» **EXERCISE**
Below, some lines carry pictures; leave those pictures out and retype exactly the lines from the one with "Prompt: place one marker on each instance of the child" through the one with "Prompt: place one marker on each instance of the boy's dark".

(Stored data entries)
*** Block opens ***

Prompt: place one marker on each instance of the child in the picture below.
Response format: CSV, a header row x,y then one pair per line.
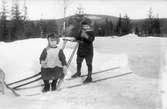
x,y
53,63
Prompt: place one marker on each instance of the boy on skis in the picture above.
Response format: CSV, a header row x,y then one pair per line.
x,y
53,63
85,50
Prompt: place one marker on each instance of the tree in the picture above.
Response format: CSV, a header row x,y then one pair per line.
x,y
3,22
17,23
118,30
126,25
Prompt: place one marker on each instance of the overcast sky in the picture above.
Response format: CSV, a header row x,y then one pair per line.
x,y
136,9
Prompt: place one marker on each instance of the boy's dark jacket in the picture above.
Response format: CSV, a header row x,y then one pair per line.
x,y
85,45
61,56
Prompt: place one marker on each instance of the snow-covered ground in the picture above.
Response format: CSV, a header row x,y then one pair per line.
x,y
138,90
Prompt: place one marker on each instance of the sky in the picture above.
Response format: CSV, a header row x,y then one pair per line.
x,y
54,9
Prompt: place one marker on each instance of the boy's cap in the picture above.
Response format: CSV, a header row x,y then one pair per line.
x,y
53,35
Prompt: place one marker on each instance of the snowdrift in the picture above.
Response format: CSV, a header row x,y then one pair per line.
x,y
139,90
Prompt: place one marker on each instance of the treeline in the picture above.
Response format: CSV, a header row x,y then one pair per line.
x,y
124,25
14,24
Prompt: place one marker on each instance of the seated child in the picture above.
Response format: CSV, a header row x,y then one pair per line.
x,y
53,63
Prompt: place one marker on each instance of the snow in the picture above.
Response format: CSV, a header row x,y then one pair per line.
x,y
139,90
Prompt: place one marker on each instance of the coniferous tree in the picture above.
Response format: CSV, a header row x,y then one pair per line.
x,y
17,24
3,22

*** Block closes ***
*** Block opens ***

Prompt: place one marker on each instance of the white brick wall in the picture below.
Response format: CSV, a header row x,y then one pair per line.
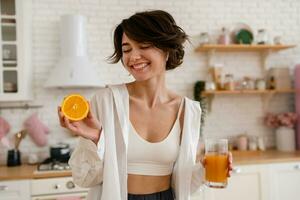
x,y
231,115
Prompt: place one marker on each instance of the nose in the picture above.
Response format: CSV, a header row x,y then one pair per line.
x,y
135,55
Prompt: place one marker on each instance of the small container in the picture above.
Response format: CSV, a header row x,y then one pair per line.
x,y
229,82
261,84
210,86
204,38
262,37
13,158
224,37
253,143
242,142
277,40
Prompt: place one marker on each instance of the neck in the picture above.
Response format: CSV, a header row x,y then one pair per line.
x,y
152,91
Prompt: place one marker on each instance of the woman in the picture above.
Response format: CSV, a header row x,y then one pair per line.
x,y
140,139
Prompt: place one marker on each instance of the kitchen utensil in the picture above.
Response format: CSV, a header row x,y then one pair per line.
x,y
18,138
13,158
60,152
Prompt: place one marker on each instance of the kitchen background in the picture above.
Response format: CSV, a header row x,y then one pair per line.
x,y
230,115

*** Block closes ***

» **SOLUTION TO THE PROBLEM**
Prompt: place one marker on each instance of the child in the picture below.
Response format: CSV, a header row x,y then one pair per line.
x,y
53,63
Prompt: place one marker on each instance of the boy on skis in the picture above.
Response format: CSV, a header row x,y then one pair per line.
x,y
53,63
85,50
Prompt: place one marker on each instance of the tree in the picture above.
Response format: CSV, a header row x,y then one pair per line.
x,y
3,22
17,23
118,30
126,25
Prompt: place one marker on each instance of the overcast sky in the picture above.
Response format: CSV, a header row x,y then one pair per line.
x,y
136,9
Prompt: place one marker on each instance of the boy's dark jacket in the picture above.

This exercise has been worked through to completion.